TEXT:
— Start —

The pace of expansion in construction activity eased in March, the latest Ulster Bank Construction Purchasing Managers Index shows.

The index eased to 55.9 in March from 60.5 in February, but Ulster Bank said this follows a very strong February performance and the still-robust level of the PMI signals that Irish construction continues to expand at a solid rate.

The index – which covers housing, commercial and civil engineering – shows that demand for construction workers continues to be underpinned by new business which continued to rise solidly in March.

For the third month in a row, the housing sub-category recorded the fastest rise in activity of the three sectors in March.

Commercial activity also increased solidly over the month, but growth eased notably from February.

But civil engineering activity declined for the seventh consecutive month and at the fastest pace since November 2018.

Ulster Bank noted that new order growth eased slightly in March from February with companies said they faced solid demand conditions for construction projects.

New business inflows among Irish construction firms have now increased in each of the past 69 months, the bank added.

Employment growth in the construction industry quickened to an eight-month high last month and Ulster Bank noted that the rate of job creation was steep amid reports that extra staff had been hired in order to keep up with customer demand.

Simon Barry, chief economist at Ulster Bank, said the demand for construction workers continues to be underpinned by new business which continued to rise solidly in March, though at a slightly slower pace than the very rapid rate recorded in February.

“Firms themselves remain optimistic about the coming year, with 43% of respondents anticipating higher output levels over the year ahead, with expectations of stronger customer demand cited as an important source of support,” Mr Barry said,

However, he noted that sentiment about the sector’s prospects did moderate slightly in March.

“This was amid reports from respondents that Brexit risks and uncertainties are weighing on perceptions of the construction outlook, albeit that the March PMI survey results indicate that construction continues to outperform both manufacturing and services where Brexit risks are more pronounced,” the economist added.

— End —

WRITTEN TASK: Does each statement below agree with the construction index report above? Answer yes or no for each and quote the deciding words of the report. 1. The index dropped to 55.9 in March from 60.5 in February. 2. Civil engineering activity grew in March. 3. 43% of respondents expected higher output levels over the year ahead.

DATASET CONTENT:
— Start —

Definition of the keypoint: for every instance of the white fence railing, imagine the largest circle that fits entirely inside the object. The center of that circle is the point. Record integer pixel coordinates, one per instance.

— End —

COMPLETE RESPONSE:
1. Yes: "The index eased to 55.9 in March from 60.5 in February"
2. No: "But civil engineering activity declined for the seventh consecutive month"
3. Yes: "with 43% of respondents anticipating higher output levels over the year ahead"